** Start of LISTED ENTRIES **

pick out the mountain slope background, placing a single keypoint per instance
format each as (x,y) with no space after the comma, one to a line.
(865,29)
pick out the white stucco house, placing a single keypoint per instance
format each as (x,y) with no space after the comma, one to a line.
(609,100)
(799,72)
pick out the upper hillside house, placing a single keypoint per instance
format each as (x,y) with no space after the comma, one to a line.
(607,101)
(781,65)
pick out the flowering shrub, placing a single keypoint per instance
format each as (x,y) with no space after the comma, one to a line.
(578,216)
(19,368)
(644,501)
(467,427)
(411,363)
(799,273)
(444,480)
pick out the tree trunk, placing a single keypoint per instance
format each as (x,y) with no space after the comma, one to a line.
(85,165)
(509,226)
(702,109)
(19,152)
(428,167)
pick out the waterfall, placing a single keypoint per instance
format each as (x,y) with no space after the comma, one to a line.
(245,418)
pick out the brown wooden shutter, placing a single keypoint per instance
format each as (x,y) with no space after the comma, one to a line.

** End of LISTED ENTRIES **
** Start of LISTED ENTRIES **

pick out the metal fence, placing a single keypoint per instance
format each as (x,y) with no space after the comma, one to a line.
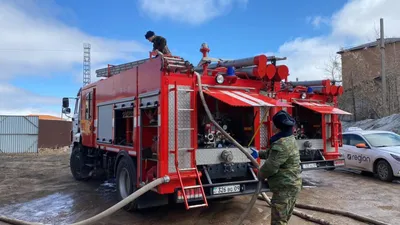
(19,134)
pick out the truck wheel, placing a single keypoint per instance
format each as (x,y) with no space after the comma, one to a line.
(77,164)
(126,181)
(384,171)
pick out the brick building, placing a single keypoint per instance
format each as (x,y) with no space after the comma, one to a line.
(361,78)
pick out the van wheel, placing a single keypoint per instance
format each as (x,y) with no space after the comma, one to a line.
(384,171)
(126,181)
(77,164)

** End of LISTED ENTRIES **

→ **PROBLEM TO SOLVE**: Count how many lines in the entries above contain the word "house". Reply with the number alone.

→ **SOLUTION FOR THIS PROBLEM**: 2